▸ **What you have to do**:
Copy everything from "Those individuals on" down to "an unsettling point." in the article on Beth Macy's lecture, putting "people" in place of "folks".

▸ **Provided text**:
+--
Bestselling author Beth Macy shares glimmer of hope in opioid crisis
March 18, 2024
Category: Campus
Roanoke College recently welcomed bestselling local author Beth Macy, who spoke to a nearly full house in Olin Theater as part of a lecture series sponsored by the James C. and S. Maynard Turk Pre-Law Program.
In Macy’s third appearance at Roanoke College, she focused on the topic of her latest book, “Raising Lazarus: Hope, Justice, and the Future of America’s Overdose Crisis,” a follow-up to her bestselling book “Dopesick,” which was adapted into a Peabody- and Emmy Award-winning Hulu series of the same name.
While “Dopesick” explored the genesis of America’s opioid addiction crisis and its impact, particularly on small and economically distressed communities, “Raising Lazarus” follows the everyday heroes who are fighting – often on their own time and their own dime – to serve those most affected by the epidemic. On Tuesday, Macy focused heavily on those personal stories, which are at once heartbreaking and inspiring.
“The opioid crisis is festering and growing,” she said. “It’s taking advantage of longstanding fissures in American society, of a nation that sent a lot of jobs away but did very little for people left behind, of a country that doesn’t offer universal health care and of the fundamental philosophical differences between treating people like a criminal and a moral failure – and treating them like a human being with a treatable medical condition.”
Macy’s talk was peppered with troubling statistics about the crisis, which continues to worsen. Some 112,000 people suffered fatal overdoses last year, which doesn’t count those impacted by related conditions, such as Hepatitis C, HIV or suicide. It also doesn’t calculate the effect on family and friends of the victims. She later added that if you tally the deaths since Oxycontin was introduced on the market in 1996, it comes to more than a million lives lost.
“We lose a person every four-and-a-half minutes,” she said. “Twenty people will die before we leave each other tonight.”
Despite those staggering figures, Macy said, the country still has not caught up with evidence-based practices. Most rehabilitation centers don’t offer medication-assisted treatment (MAT) for opioid use disorder despite solid evidence that drugs like buprenorphine and methadone can save lives. Macy likened MAT to needle exchanges, which generally draw opposition within communities but are proven to reduce the spread of disease and greatly increase the likelihood that people will enter treatment.
Those individuals on the front lines of the crisis, whom one of Macy’s sources calls “rowdy angels,” include recovering users, mothers who have lost children, public health officials, emergency doctors and judges. They include folks who ferry users back and forth to treatment, search homeless encampments for those who have fallen off the map, set up ministries to provide clean needles and other support, or erect cardboard cemeteries on courthouse lawns to prove an unsettling point.
Macy mentioned some specific hometown heroes from the Roanoke Valley, including Dr. John Burton, chair of emergency medicine at Carilion Clinic, who has become an advocate for MAT. She also gave a shout-out to Chief U.S. District Judge Michael Urbanski, who was in the audience. Urbanski set up a federal recovery treatment court in Roanoke that is diverting a large percentage of its participants from relapse.
As her lecture concluded, Macy urged people in the audience to help spread the word about opioid addiction and the pathways to care that can potentially rebuild broken lives.
“If you know judges or prosecutors or doctors, tell them these stories. I really want people to know this information,” she said. “You don’t have to wait until you are personally affected before you care about this issue.”
+--
▸ **Information provided**:
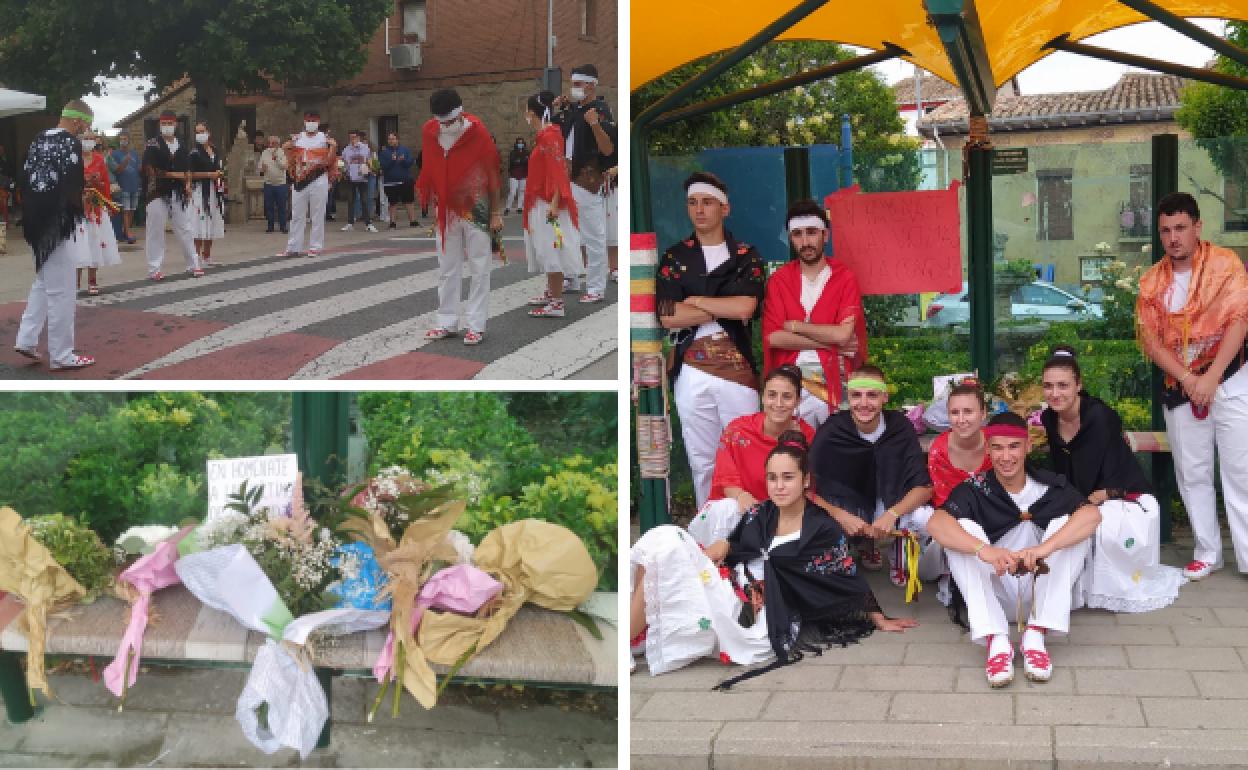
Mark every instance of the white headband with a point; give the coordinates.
(451, 115)
(806, 221)
(704, 189)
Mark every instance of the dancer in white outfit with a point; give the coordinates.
(1015, 538)
(311, 160)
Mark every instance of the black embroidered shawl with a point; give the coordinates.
(985, 501)
(1097, 457)
(51, 192)
(815, 597)
(683, 273)
(201, 161)
(851, 472)
(157, 157)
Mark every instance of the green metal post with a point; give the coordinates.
(13, 688)
(318, 431)
(979, 229)
(1165, 181)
+--
▸ **Finished task**:
Those individuals on the front lines of the crisis, whom one of Macy’s sources calls “rowdy angels,” include recovering users, mothers who have lost children, public health officials, emergency doctors and judges. They include people who ferry users back and forth to treatment, search homeless encampments for those who have fallen off the map, set up ministries to provide clean needles and other support, or erect cardboard cemeteries on courthouse lawns to prove an unsettling point.